*** Provided data ***

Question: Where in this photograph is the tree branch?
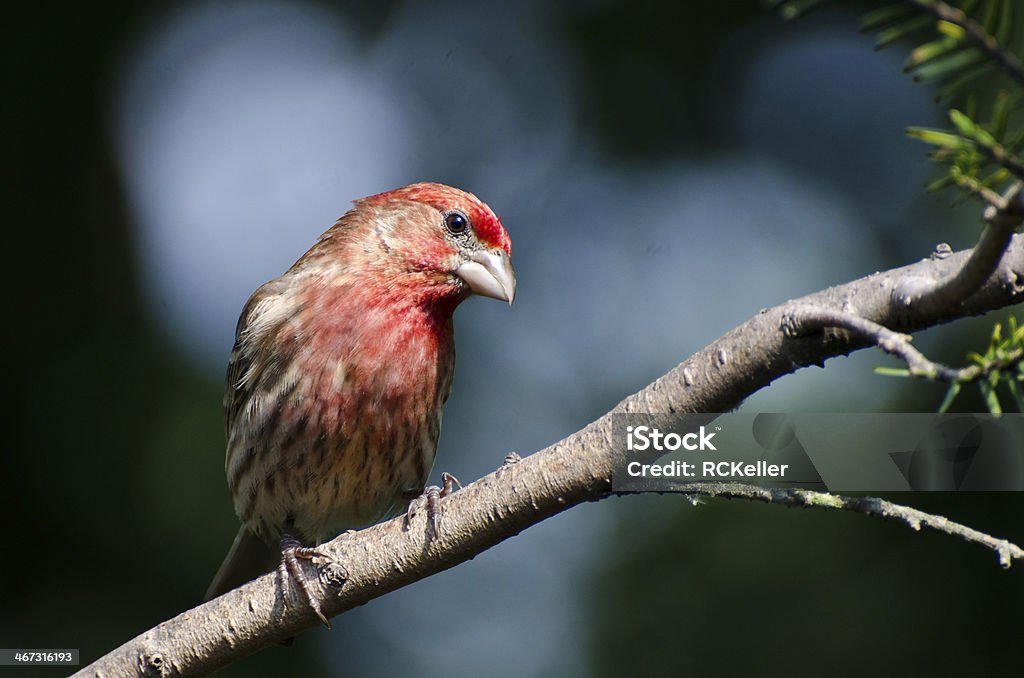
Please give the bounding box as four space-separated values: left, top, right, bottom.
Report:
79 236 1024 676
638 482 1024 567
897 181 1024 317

***

### What the exercise asks
Copy out every line of the material above word for word, leaving out the pictures.

### Answer
Question: Where in this photograph is the tree branch?
Please give the bounding box as four space-separated values: left, top, right, bottom.
Report:
79 236 1024 676
638 482 1024 567
897 181 1024 317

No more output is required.